Reproduce word for word the lines from the one containing "Exercise. Identify the white wall" through the one containing "(1108, 813)", including both of those lines.
————
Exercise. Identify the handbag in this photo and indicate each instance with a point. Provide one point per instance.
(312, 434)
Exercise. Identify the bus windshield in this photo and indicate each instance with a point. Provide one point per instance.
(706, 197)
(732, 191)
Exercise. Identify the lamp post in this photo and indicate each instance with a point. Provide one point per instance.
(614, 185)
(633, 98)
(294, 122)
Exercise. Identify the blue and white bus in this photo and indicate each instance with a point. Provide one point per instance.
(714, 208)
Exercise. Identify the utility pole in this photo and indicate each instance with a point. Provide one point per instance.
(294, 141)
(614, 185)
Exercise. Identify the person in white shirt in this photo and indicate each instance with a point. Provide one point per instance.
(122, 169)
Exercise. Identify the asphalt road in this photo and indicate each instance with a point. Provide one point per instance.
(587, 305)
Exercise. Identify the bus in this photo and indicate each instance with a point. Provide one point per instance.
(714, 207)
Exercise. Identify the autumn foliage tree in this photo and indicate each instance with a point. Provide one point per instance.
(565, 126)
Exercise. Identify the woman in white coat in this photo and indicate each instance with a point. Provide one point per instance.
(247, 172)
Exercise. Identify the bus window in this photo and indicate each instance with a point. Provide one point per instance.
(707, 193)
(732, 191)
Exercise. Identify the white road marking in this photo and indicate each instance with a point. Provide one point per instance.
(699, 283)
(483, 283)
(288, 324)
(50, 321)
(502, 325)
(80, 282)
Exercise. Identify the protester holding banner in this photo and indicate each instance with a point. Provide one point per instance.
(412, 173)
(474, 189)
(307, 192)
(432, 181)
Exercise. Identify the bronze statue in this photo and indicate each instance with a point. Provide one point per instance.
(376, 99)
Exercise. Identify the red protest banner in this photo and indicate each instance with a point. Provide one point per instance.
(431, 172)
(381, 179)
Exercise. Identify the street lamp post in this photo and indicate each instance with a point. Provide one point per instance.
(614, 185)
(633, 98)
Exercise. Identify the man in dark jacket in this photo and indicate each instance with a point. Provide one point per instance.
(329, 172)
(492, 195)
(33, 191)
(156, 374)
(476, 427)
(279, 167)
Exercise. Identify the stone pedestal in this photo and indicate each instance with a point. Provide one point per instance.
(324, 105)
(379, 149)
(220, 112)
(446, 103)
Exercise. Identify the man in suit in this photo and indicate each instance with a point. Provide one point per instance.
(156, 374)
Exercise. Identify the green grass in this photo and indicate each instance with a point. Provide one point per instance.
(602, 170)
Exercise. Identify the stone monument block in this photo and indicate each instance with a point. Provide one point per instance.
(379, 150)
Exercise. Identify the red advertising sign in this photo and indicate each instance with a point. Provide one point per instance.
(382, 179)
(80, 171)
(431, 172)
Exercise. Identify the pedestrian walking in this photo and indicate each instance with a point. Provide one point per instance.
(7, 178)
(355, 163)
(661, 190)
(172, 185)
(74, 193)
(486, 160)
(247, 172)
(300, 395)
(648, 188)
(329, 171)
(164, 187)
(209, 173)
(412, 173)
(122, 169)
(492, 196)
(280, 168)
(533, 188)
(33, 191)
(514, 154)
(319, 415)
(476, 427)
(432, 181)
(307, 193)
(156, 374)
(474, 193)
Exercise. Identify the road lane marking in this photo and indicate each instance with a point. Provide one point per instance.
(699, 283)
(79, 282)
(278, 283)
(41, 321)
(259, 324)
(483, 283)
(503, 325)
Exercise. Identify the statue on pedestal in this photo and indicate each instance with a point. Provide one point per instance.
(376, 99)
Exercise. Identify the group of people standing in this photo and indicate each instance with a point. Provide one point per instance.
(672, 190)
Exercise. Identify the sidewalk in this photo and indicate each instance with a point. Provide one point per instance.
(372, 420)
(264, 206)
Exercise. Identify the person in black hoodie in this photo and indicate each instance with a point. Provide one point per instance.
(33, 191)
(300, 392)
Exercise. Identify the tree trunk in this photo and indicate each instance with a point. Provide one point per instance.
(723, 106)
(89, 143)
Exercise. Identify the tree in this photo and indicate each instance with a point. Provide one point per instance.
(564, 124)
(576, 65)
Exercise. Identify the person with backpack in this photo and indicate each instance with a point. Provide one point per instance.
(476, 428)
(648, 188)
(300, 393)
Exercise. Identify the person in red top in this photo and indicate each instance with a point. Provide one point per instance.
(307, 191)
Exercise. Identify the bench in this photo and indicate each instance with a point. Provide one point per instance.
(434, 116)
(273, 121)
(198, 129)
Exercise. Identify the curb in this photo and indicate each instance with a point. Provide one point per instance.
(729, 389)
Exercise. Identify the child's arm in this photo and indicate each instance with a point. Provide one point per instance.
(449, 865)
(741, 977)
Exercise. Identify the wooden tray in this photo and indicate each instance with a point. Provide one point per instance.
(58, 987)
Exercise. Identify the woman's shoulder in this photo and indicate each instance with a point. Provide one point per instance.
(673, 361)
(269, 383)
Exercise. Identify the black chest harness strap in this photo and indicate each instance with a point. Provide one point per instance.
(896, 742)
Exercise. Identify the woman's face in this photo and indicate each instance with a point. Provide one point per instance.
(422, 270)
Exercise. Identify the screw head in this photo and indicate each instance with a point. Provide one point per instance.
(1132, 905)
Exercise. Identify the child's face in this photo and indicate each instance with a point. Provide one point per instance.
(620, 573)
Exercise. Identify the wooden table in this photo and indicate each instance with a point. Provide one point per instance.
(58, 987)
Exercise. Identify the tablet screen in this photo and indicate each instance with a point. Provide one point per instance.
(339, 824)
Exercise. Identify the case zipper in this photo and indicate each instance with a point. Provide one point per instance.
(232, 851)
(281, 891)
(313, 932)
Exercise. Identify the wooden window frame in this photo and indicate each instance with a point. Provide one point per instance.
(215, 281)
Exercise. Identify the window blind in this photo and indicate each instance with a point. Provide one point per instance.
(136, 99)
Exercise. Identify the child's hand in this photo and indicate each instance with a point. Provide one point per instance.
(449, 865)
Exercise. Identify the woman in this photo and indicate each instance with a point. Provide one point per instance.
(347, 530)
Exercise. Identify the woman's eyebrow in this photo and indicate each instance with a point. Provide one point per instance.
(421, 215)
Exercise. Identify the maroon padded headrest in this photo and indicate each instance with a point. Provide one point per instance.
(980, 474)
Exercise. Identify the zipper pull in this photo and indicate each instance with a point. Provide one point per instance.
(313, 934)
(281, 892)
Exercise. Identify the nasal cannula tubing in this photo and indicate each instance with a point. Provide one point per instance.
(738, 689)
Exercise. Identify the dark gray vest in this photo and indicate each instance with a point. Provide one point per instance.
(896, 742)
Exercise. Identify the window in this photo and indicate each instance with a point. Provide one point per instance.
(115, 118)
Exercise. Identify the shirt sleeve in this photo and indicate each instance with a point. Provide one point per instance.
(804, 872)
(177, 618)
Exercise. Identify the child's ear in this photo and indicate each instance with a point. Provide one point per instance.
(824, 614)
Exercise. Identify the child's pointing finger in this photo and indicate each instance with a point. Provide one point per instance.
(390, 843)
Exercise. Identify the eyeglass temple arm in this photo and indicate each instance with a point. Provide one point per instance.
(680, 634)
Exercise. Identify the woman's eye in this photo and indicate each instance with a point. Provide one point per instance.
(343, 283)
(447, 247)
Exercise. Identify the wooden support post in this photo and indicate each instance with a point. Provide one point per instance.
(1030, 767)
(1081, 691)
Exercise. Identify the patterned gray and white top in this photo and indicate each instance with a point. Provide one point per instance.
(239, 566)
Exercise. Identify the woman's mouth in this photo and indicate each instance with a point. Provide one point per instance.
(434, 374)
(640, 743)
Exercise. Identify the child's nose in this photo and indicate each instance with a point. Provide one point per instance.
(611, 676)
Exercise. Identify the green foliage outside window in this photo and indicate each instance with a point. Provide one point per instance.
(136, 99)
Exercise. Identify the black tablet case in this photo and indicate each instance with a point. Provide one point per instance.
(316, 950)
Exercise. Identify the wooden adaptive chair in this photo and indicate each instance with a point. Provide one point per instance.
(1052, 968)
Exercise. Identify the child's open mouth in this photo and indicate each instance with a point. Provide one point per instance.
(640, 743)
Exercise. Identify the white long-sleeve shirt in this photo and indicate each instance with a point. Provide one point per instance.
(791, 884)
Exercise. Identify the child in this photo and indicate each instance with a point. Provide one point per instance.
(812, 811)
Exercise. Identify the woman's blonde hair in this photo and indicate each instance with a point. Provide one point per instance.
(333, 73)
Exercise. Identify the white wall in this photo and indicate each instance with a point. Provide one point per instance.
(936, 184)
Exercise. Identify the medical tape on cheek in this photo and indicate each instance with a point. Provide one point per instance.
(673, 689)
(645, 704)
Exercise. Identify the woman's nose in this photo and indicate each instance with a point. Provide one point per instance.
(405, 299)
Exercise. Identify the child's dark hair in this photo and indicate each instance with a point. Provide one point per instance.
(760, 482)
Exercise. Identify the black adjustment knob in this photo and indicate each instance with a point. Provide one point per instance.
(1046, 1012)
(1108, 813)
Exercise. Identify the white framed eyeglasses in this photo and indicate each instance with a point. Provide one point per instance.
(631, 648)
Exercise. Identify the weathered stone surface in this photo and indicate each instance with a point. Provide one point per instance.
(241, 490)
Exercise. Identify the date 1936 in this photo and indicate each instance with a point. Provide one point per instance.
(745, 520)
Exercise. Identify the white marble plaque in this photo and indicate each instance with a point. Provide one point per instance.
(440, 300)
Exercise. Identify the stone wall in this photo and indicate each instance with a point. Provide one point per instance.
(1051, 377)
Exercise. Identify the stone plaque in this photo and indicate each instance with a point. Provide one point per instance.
————
» **THE OUTPUT**:
Exercise. Identify the white wall in this photo and indicate each instance with a point. Provide one point per instance.
(936, 184)
Exercise. Identify the medical tape on cheek in this photo and indicate each instance with a point. Provide one point per instance.
(673, 689)
(645, 704)
Exercise. Identify the woman's nose in this photo and indicate each instance with a point. Provide one point per instance.
(405, 299)
Exercise. Identify the child's dark hair in this photo and indicate each instance with a point. Provide one point per instance.
(760, 482)
Exercise. Identify the black adjustment knob in this photo and indicate each instance with a point. Provide one point per instance.
(1046, 1012)
(1108, 813)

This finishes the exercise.